== RECORDS PROVIDED ==

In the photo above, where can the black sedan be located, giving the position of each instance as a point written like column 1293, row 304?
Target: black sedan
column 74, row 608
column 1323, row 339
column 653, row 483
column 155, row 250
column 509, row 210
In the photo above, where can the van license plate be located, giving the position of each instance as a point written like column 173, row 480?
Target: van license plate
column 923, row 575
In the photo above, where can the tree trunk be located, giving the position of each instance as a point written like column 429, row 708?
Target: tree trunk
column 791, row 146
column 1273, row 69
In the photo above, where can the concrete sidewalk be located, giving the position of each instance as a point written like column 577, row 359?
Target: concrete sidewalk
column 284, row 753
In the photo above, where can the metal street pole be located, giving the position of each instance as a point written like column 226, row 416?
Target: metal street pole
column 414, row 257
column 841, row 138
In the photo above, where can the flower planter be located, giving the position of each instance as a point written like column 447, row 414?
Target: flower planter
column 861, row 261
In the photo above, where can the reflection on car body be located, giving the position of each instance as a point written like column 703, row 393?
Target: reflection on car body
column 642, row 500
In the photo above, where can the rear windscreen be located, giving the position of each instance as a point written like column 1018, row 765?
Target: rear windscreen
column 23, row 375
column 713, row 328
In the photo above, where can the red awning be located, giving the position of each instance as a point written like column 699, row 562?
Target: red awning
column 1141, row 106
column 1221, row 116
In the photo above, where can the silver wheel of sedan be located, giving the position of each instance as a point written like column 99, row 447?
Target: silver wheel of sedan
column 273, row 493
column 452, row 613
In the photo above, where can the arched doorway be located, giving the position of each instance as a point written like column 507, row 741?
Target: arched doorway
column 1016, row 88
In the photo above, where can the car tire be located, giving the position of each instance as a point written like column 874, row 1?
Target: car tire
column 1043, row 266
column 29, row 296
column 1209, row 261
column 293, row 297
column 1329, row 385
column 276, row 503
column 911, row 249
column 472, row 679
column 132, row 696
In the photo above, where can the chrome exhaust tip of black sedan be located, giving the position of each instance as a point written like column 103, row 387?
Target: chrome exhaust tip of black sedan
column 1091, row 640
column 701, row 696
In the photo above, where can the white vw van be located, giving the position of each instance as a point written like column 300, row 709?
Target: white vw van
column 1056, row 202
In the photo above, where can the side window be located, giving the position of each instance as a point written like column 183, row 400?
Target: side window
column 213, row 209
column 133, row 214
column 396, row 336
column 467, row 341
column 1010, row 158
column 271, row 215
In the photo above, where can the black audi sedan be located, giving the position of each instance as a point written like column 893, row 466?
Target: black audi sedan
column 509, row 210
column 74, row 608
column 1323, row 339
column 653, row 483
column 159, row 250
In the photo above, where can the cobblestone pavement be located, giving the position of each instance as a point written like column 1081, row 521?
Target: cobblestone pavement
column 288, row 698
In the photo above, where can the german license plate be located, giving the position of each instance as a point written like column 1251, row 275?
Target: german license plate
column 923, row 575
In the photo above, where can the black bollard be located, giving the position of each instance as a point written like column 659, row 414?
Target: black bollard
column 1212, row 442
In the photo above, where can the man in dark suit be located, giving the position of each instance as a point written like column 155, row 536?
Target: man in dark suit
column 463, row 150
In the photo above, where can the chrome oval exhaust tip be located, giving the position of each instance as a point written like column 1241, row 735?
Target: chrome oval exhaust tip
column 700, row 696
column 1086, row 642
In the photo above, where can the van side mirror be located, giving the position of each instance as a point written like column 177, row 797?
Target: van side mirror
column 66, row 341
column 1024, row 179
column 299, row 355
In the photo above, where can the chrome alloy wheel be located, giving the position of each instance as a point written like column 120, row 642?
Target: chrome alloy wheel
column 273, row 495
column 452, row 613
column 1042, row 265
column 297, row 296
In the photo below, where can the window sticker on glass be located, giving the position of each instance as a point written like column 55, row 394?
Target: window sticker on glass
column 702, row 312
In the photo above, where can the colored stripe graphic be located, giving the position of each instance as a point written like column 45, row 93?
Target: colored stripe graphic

===

_WHAT THE EXERCISE ASKS:_ Copy out the material above word for word, starting at the line that contains "In the photo above, where can the side" and ending at the line that contains "column 1212, row 442", with both of those lines included.

_SOLUTION BELOW:_
In the photo above, where can the side window be located, giving the position of each instance as a point written like column 183, row 400?
Target: side window
column 213, row 209
column 133, row 214
column 396, row 336
column 467, row 341
column 1010, row 158
column 271, row 215
In the photo above, where can the black audi sedan be located, giving the position of each instance as a point written like column 893, row 466?
Target: black audi sedan
column 509, row 210
column 74, row 608
column 1323, row 339
column 653, row 483
column 159, row 250
In the photo above, where can the cobblestone pavement be located, giving the position of each instance as a point written like column 1081, row 521?
Target: cobblestone pavement
column 288, row 698
In the photo above, where can the german license plate be located, giving the position of each instance as a point written like column 1251, row 275?
Target: german license plate
column 923, row 575
In the photo above, where can the black bollard be located, giving the position of each instance as a point written like column 659, row 414?
Target: black bollard
column 1212, row 442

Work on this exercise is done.